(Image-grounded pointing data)
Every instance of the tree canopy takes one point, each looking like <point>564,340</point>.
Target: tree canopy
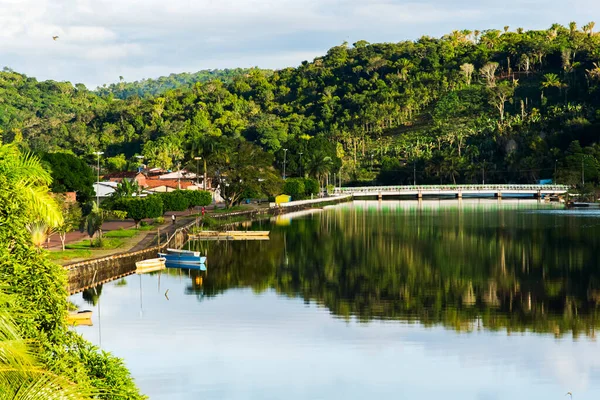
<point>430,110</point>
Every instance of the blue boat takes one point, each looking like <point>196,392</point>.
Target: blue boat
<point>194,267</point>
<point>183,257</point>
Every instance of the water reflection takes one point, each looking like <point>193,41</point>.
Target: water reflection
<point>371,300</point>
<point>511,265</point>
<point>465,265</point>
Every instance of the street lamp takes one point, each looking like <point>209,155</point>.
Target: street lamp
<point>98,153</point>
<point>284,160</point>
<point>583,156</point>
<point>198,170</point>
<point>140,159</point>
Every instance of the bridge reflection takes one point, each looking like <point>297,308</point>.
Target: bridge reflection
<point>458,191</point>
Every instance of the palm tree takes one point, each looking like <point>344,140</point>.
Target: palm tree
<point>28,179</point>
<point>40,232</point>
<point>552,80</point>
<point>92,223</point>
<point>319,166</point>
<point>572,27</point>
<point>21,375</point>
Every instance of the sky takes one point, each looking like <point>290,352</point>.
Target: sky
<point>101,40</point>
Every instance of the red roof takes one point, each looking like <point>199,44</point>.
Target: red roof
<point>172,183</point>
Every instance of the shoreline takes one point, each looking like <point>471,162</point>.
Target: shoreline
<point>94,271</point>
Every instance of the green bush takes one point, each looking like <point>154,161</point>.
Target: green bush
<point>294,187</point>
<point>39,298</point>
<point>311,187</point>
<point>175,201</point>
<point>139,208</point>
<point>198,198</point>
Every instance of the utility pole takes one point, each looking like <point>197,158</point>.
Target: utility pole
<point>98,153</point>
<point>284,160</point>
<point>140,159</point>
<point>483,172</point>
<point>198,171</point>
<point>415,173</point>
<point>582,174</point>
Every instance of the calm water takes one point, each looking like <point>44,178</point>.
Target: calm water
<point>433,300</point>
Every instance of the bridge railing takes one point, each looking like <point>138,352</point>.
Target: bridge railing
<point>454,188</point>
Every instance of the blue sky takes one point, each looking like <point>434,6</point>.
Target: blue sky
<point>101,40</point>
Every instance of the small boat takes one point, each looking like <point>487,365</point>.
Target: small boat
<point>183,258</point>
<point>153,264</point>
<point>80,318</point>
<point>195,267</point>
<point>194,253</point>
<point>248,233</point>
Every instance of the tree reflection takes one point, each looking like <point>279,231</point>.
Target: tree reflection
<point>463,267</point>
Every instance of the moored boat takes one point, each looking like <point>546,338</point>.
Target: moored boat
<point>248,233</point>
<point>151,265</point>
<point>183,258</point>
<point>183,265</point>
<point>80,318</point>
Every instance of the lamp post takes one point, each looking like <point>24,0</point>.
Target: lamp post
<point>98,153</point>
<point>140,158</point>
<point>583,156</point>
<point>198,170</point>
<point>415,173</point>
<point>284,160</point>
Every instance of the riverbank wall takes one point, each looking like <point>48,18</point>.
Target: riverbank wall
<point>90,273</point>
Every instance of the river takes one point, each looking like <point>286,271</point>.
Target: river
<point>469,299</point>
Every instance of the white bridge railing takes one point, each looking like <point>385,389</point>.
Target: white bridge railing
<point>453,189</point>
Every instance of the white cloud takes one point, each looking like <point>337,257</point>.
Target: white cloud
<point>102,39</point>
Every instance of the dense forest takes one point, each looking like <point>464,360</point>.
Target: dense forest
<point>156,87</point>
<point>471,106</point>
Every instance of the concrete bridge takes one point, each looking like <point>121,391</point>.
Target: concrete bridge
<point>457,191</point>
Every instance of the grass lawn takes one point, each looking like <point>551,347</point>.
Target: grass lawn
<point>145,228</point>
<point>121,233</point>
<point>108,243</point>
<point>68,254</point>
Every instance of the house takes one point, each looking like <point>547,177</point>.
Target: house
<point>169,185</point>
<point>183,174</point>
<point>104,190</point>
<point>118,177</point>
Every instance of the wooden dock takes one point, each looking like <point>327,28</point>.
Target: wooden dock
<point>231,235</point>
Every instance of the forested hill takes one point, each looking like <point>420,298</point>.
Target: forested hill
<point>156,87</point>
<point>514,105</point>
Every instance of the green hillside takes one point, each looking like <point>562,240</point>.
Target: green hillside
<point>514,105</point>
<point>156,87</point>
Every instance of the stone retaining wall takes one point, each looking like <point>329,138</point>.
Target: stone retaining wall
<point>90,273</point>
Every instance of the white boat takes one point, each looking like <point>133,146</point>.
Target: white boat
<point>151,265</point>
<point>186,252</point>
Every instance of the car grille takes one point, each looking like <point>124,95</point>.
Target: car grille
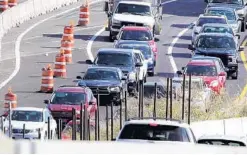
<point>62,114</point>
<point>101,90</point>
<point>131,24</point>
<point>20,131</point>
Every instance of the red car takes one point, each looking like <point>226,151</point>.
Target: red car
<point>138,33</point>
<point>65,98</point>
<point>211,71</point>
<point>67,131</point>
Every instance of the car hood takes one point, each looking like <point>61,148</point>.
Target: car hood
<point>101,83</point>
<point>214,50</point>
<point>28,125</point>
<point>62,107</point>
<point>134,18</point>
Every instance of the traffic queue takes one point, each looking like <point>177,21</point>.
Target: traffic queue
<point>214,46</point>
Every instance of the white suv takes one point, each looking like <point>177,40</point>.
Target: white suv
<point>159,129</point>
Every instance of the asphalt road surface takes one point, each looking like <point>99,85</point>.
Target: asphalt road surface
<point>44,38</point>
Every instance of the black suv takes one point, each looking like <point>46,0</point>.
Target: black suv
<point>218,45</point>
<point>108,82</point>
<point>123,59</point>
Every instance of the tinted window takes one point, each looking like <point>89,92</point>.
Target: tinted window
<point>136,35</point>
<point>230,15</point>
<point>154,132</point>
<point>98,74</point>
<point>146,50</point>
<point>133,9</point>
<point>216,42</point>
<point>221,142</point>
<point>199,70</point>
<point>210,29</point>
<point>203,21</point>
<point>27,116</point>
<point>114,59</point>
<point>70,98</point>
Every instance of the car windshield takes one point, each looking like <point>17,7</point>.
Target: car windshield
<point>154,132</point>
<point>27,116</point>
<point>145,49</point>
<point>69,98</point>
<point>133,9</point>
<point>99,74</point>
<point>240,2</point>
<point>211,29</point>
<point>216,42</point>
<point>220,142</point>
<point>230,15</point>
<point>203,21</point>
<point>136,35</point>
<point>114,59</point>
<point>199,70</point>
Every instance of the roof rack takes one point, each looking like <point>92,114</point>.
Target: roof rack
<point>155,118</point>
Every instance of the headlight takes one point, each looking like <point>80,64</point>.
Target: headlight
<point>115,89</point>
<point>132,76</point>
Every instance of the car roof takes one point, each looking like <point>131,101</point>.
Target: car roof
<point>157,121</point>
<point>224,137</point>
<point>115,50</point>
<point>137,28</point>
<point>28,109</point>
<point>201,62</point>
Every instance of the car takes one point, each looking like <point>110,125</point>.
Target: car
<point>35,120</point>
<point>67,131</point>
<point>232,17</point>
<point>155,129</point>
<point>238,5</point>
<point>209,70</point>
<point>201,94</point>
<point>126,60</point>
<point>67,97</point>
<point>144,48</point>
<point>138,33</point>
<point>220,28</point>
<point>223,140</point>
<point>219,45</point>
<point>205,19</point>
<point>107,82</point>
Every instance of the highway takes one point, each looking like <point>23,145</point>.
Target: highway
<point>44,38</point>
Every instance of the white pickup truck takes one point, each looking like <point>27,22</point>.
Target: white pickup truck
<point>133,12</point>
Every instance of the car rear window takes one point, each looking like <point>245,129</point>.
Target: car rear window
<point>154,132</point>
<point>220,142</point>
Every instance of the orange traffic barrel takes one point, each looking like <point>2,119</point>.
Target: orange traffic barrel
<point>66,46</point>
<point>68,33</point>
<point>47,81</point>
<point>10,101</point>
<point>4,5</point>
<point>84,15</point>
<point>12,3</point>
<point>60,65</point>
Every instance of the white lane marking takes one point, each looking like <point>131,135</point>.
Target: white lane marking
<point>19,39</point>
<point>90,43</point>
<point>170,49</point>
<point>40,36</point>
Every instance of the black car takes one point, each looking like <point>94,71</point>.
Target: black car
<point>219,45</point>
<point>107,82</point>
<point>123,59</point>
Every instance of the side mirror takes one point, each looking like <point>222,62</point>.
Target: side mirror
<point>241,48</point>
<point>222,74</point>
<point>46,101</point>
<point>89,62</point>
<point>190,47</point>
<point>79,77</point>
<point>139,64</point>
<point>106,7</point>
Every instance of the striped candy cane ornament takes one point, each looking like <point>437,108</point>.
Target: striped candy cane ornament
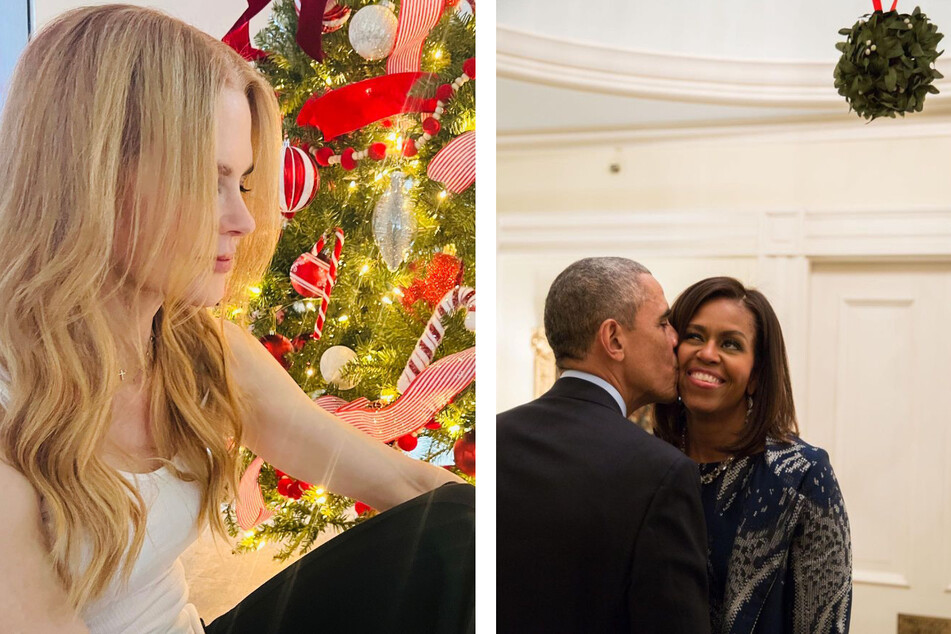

Exercise instructions
Return the lines exactly as they stand, from the start of the entries through the line holding "Every instance of the palm"; omit the pictures.

Your response
Every instance of the tree canopy takes one point, each looking like <point>564,340</point>.
Target: tree canopy
<point>430,110</point>
Every instance of the blue boat takes one point, each looking like <point>196,392</point>.
Target: blue boat
<point>194,267</point>
<point>183,257</point>
Every instance of the water reflection takes one point, each looking like <point>193,41</point>.
Target: water reflection
<point>371,300</point>
<point>511,265</point>
<point>465,265</point>
Every instance of the street lamp takes one point, each looking like <point>209,155</point>.
Target: street lamp
<point>98,153</point>
<point>284,160</point>
<point>583,156</point>
<point>198,170</point>
<point>140,159</point>
Every instance of the bridge reflection takes one point, each looking like <point>297,308</point>.
Target: bridge reflection
<point>458,191</point>
Every instance of the palm tree takes one point, each looking like <point>344,140</point>.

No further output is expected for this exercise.